## [What to work on]
• 1. Decide whether each statement agrees with the golimumab text, answering yes or no and quoting the words from the text that settle it: (a) Golimumab is taken together with methotrexate. (b) After the first 6 months, check-ups should take place every 3 months. (c) Treatment should be carried out by a general practitioner.
• 2. Reproduce the golimumab text word for word, everything from "What does this" down to "on the NHS.".

## [Text passage]
· · · ·

Golimumab (Simponi), taken with a drug called methotrexate, is recommended as a possible treatment for some adults with severe active rheumatoid arthritis in the same circumstances as other drugs for the condition1. They should be able to have golimumab if they have already tried other types of disease-modifying anti-rheumatic drugs (DMARDs), including a DMARD known as a tumour necrosis factor (or TNF for short) inhibitor, but these drugs haven’t worked and they cannot take rituximab therapy for medical reasons or because they had a bad reaction to it.

Treatment should be carried out by a specialist rheumatology team. After the first 6 months golimumab therapy can continue only if it is clearly improving the person’s rheumatoid arthritis. They should have check-ups every 6 months after that to make sure golimumab therapy is still working.

When assessing your rheumatoid arthritis, healthcare professionals should take into account any disabilities or difficulties in communicating you may have.

What does this mean for me?

If you have rheumatoid arthritis, and your doctor thinks that golimumab is the right treatment, you should be able to have the treatment on the NHS.

· · · ·

[Dataset entries]
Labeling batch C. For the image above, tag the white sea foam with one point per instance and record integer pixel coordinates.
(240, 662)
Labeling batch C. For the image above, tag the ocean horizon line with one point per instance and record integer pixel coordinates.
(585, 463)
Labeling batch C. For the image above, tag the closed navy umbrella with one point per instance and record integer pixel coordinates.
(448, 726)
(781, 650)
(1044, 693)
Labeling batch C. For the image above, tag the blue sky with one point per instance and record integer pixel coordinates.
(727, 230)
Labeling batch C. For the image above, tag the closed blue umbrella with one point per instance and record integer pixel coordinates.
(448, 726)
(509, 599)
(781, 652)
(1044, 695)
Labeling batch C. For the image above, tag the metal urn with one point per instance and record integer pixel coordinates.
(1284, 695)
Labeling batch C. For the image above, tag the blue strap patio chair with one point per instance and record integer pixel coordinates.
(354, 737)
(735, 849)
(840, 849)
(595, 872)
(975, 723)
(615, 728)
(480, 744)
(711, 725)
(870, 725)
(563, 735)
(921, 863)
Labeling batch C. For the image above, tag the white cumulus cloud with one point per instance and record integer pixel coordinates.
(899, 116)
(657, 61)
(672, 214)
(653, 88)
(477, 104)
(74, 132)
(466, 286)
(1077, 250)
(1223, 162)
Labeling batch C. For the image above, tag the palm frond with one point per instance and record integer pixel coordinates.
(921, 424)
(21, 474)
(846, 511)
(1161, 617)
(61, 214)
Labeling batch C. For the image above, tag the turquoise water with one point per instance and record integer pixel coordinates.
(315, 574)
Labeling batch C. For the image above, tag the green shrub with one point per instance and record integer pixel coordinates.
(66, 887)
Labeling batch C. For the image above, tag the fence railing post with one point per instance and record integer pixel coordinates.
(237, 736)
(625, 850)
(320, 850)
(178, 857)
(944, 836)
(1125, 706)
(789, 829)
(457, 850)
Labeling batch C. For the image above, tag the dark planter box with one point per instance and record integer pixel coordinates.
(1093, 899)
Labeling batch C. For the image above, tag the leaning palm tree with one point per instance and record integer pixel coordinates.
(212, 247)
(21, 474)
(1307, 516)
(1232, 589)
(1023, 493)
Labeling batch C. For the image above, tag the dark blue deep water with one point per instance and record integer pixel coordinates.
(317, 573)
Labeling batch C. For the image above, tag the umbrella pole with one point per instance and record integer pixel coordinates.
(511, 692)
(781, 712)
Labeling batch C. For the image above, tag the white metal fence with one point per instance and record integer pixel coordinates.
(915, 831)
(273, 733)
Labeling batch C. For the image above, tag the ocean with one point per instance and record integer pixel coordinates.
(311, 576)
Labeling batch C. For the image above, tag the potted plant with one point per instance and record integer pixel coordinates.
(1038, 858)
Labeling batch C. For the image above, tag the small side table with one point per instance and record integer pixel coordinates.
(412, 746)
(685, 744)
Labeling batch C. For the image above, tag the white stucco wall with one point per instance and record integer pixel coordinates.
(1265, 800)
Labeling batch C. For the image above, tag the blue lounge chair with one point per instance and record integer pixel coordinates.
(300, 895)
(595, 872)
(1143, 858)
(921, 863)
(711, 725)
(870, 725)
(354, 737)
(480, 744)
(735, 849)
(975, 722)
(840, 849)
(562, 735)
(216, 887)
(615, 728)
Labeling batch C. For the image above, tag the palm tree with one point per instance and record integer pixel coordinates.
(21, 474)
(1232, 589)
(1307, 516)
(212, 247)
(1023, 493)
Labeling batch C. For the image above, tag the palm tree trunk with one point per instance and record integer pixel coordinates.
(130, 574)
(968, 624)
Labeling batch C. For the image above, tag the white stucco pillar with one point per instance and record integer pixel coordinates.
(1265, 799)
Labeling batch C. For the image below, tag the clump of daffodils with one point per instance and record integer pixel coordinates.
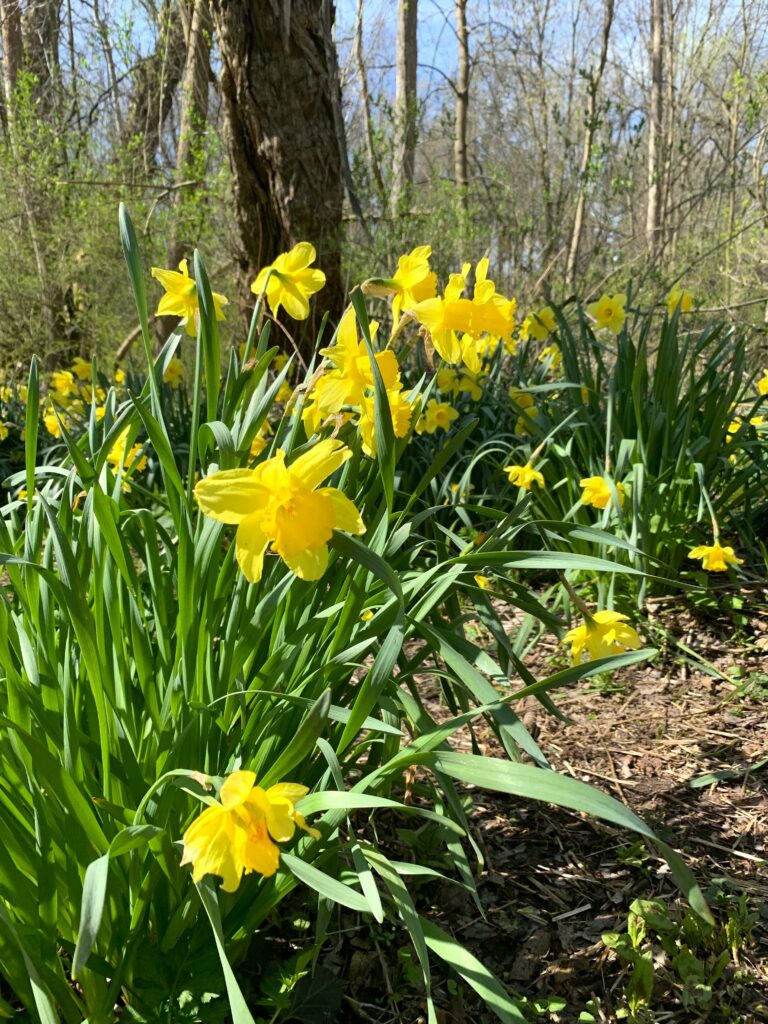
(345, 390)
(608, 311)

· · · ·

## [Task-by-task solutions]
• 1.
(a) Yes: "Golimumab (Simponi), taken with a drug called methotrexate"
(b) No: "They should have check-ups every 6 months after that"
(c) No: "Treatment should be carried out by a specialist rheumatology team."

• 2.
What does this mean for me?

If you have rheumatoid arthritis, and your doctor thinks that golimumab is the right treatment, you should be able to have the treatment on the NHS.